---------- Information given ----------

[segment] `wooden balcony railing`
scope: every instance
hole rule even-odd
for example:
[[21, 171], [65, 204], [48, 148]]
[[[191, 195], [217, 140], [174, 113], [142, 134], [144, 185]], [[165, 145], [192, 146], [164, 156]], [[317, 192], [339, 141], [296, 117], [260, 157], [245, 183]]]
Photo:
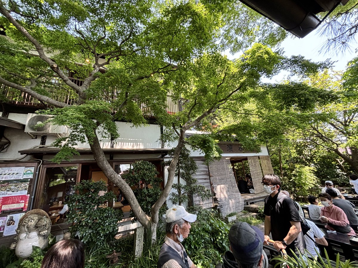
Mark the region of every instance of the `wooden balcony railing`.
[[[83, 83], [82, 80], [76, 78], [70, 78], [70, 79], [78, 86], [82, 85]], [[78, 96], [77, 93], [73, 89], [64, 85], [59, 78], [53, 78], [50, 81], [42, 84], [41, 86], [44, 90], [44, 92], [47, 92], [47, 95], [54, 100], [70, 105], [76, 103]], [[3, 96], [8, 100], [8, 103], [9, 104], [38, 107], [40, 108], [50, 107], [51, 106], [40, 101], [29, 94], [4, 85], [1, 85], [0, 90]], [[102, 97], [104, 99], [112, 101], [115, 100], [117, 94], [115, 89], [111, 90], [107, 90], [103, 93]], [[134, 101], [140, 107], [144, 116], [154, 117], [154, 114], [150, 110], [150, 107], [146, 106], [145, 103], [140, 103], [139, 100], [135, 99]], [[181, 111], [186, 101], [186, 100], [182, 98], [177, 100], [173, 99], [170, 96], [167, 96], [167, 112], [169, 114], [173, 114]], [[115, 112], [116, 111], [113, 110], [112, 111]]]

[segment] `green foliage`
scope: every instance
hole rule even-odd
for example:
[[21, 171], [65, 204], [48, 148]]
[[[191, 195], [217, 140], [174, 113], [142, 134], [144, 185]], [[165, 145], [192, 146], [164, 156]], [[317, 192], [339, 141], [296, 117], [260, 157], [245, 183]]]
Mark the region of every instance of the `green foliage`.
[[247, 222], [250, 225], [257, 225], [262, 223], [262, 220], [261, 219], [252, 216], [239, 217], [236, 219], [235, 221]]
[[[306, 267], [310, 268], [357, 268], [358, 263], [356, 262], [350, 262], [347, 260], [344, 262], [339, 260], [339, 254], [337, 254], [335, 261], [330, 260], [325, 249], [324, 250], [325, 256], [328, 261], [326, 263], [322, 258], [322, 256], [318, 253], [318, 259], [316, 261], [314, 259], [308, 259], [304, 257], [300, 252], [298, 255], [293, 254], [293, 257], [287, 255], [284, 258], [282, 255], [279, 255], [272, 258], [273, 261], [276, 261], [277, 263], [275, 265], [275, 268], [282, 268], [286, 267], [287, 264], [290, 267]], [[307, 253], [308, 256], [310, 255]]]
[[259, 206], [257, 208], [258, 212], [256, 215], [256, 218], [261, 220], [261, 221], [265, 220], [265, 214], [263, 214], [263, 206]]
[[[141, 161], [134, 163], [128, 173], [122, 176], [129, 185], [136, 187], [134, 194], [142, 209], [148, 215], [162, 192], [163, 178], [158, 177], [158, 174], [155, 166], [147, 161]], [[165, 204], [161, 206], [159, 211], [160, 218], [167, 209]]]
[[237, 212], [233, 212], [229, 213], [228, 214], [226, 215], [226, 217], [232, 217], [233, 216], [237, 216]]
[[106, 256], [116, 249], [113, 244], [105, 242], [86, 247], [84, 268], [107, 268], [109, 267], [109, 260]]
[[282, 189], [290, 191], [299, 196], [316, 194], [319, 185], [314, 174], [315, 171], [315, 169], [312, 167], [296, 165], [292, 173], [292, 177], [283, 178], [281, 187]]
[[40, 268], [45, 252], [38, 247], [33, 246], [33, 251], [28, 259], [24, 260], [20, 268]]
[[[212, 135], [207, 134], [195, 134], [188, 139], [190, 144], [197, 146], [205, 154], [205, 160], [207, 163], [214, 160], [219, 160], [221, 158], [222, 150], [219, 147], [219, 140], [215, 139]], [[193, 147], [194, 150], [198, 149]]]
[[[204, 214], [202, 214], [204, 215]], [[198, 217], [190, 234], [183, 244], [187, 253], [198, 267], [214, 267], [221, 262], [221, 255], [228, 250], [229, 227], [213, 213]]]
[[[173, 157], [175, 148], [171, 150], [168, 155]], [[171, 161], [167, 161], [165, 164], [169, 165]], [[188, 194], [196, 195], [202, 200], [208, 199], [212, 196], [211, 191], [203, 185], [197, 183], [197, 180], [193, 175], [198, 170], [195, 161], [190, 157], [190, 151], [183, 148], [180, 153], [178, 163], [175, 167], [175, 175], [178, 177], [178, 183], [173, 184], [172, 188], [176, 190], [170, 194], [169, 200], [174, 205], [182, 204], [188, 200]], [[184, 180], [186, 184], [180, 183], [180, 179]]]
[[99, 195], [100, 191], [107, 190], [103, 181], [82, 181], [74, 190], [78, 193], [70, 197], [67, 217], [69, 222], [74, 224], [70, 227], [73, 235], [78, 232], [80, 239], [90, 247], [102, 245], [113, 240], [123, 212], [103, 205], [107, 201], [113, 202], [116, 198], [113, 193]]
[[6, 265], [17, 259], [14, 250], [8, 247], [0, 248], [0, 268], [6, 268]]

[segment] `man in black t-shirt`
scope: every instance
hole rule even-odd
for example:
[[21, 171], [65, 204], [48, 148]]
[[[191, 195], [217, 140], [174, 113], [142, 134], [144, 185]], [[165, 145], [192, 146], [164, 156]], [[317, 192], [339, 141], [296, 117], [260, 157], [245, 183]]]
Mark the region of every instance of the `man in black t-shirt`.
[[304, 253], [306, 247], [301, 232], [301, 218], [293, 201], [280, 193], [280, 178], [275, 174], [267, 174], [262, 177], [264, 191], [270, 195], [265, 199], [265, 242], [270, 239], [271, 233], [274, 246], [278, 250], [290, 249], [297, 253], [297, 248]]

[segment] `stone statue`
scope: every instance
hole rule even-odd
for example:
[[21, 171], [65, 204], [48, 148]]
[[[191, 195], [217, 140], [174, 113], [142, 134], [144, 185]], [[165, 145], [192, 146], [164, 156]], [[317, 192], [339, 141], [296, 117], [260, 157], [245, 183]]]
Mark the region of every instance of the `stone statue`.
[[51, 225], [51, 219], [46, 212], [42, 209], [30, 210], [19, 221], [16, 241], [10, 248], [15, 248], [16, 255], [23, 258], [30, 256], [33, 245], [43, 249], [48, 244]]

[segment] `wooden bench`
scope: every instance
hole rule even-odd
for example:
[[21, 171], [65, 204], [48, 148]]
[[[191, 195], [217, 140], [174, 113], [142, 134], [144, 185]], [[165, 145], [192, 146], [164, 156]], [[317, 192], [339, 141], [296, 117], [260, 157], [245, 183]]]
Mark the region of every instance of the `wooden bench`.
[[328, 242], [328, 247], [318, 245], [323, 255], [324, 255], [324, 249], [325, 248], [331, 260], [335, 259], [335, 254], [337, 253], [344, 256], [346, 260], [349, 259], [351, 261], [358, 260], [355, 255], [357, 254], [354, 254], [355, 252], [358, 253], [358, 246], [350, 243], [348, 235], [341, 233], [327, 232], [325, 229], [320, 229], [324, 234], [324, 238]]

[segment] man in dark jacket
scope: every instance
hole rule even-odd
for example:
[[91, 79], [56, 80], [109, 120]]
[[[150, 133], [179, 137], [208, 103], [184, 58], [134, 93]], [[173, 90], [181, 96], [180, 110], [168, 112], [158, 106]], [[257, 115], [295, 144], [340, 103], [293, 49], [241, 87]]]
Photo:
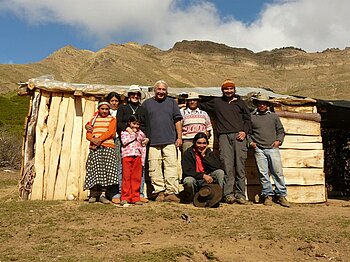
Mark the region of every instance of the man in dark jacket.
[[[259, 93], [253, 98], [257, 109], [252, 112], [252, 133], [248, 136], [250, 146], [254, 149], [254, 156], [259, 170], [259, 180], [262, 187], [261, 195], [264, 204], [272, 205], [272, 197], [276, 203], [284, 207], [290, 204], [286, 199], [287, 188], [284, 180], [280, 145], [284, 139], [284, 128], [278, 115], [269, 110], [268, 95]], [[275, 184], [273, 190], [270, 173]]]
[[181, 165], [186, 200], [192, 201], [203, 183], [217, 183], [223, 188], [224, 171], [220, 169], [220, 160], [208, 147], [205, 133], [195, 135], [193, 145], [184, 152]]
[[226, 79], [221, 85], [222, 97], [200, 103], [200, 109], [214, 113], [219, 136], [220, 159], [225, 170], [225, 202], [249, 204], [245, 195], [246, 136], [251, 130], [250, 111], [236, 95], [235, 83]]

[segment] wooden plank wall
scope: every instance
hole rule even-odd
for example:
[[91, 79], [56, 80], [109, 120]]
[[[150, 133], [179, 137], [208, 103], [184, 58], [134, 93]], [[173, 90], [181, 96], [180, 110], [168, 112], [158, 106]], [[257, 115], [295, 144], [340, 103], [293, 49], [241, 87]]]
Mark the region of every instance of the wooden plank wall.
[[41, 90], [35, 134], [32, 200], [85, 199], [83, 191], [89, 143], [84, 124], [93, 117], [94, 97]]
[[[89, 143], [85, 138], [84, 125], [92, 118], [97, 101], [92, 96], [40, 92], [40, 96], [35, 96], [40, 97], [40, 103], [35, 127], [36, 177], [30, 199], [85, 199], [87, 191], [83, 191], [83, 183]], [[305, 108], [288, 106], [284, 110], [315, 112], [313, 108]], [[295, 203], [324, 202], [326, 193], [320, 123], [286, 117], [281, 117], [281, 121], [286, 130], [280, 151], [288, 200]], [[217, 141], [213, 141], [213, 138], [214, 135], [210, 146], [217, 149]], [[181, 178], [181, 168], [179, 173]], [[251, 150], [246, 174], [247, 196], [252, 200], [261, 189]]]
[[[280, 148], [288, 200], [294, 203], [326, 201], [323, 147], [320, 123], [281, 117], [286, 137]], [[260, 195], [258, 171], [252, 150], [246, 163], [247, 195]], [[273, 184], [273, 180], [271, 179]]]

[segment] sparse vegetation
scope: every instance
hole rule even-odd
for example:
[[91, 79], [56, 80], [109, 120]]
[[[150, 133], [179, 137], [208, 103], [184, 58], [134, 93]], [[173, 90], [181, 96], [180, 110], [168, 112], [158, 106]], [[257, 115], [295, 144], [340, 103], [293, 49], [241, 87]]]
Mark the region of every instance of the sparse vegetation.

----------

- **Objective**
Present as a numbered list every line of the material from the line containing "[segment] sparse vegetation" through the end of the material, omitting blank lines.

- **Response to the task**
1. [segment] sparse vegetation
2. scope: every instance
3. hole rule even-odd
4. for example:
5. [[91, 79], [56, 80], [109, 120]]
6. [[[150, 133], [179, 137], [208, 103], [184, 58], [134, 93]], [[173, 90], [181, 96], [180, 110], [168, 112], [158, 106]], [[257, 115], [295, 144], [340, 103], [293, 49], [241, 87]]]
7. Mark the region of every instance of the sparse vegetation.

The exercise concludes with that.